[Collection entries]
────────────────────────────────────────

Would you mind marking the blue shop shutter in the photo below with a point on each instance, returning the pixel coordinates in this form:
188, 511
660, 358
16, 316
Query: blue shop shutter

────────────────────────────────────────

• **STATED PROBLEM**
Please rewrite the records with every "blue shop shutter" changed to "blue storefront shutter", leaving everything else as it stands.

• **FINISHED ANSWER**
Would you mind marking the blue storefront shutter in the photo below with a point on each instance, returning the pixel coordinates in this form:
188, 511
660, 358
16, 316
Query: blue storefront shutter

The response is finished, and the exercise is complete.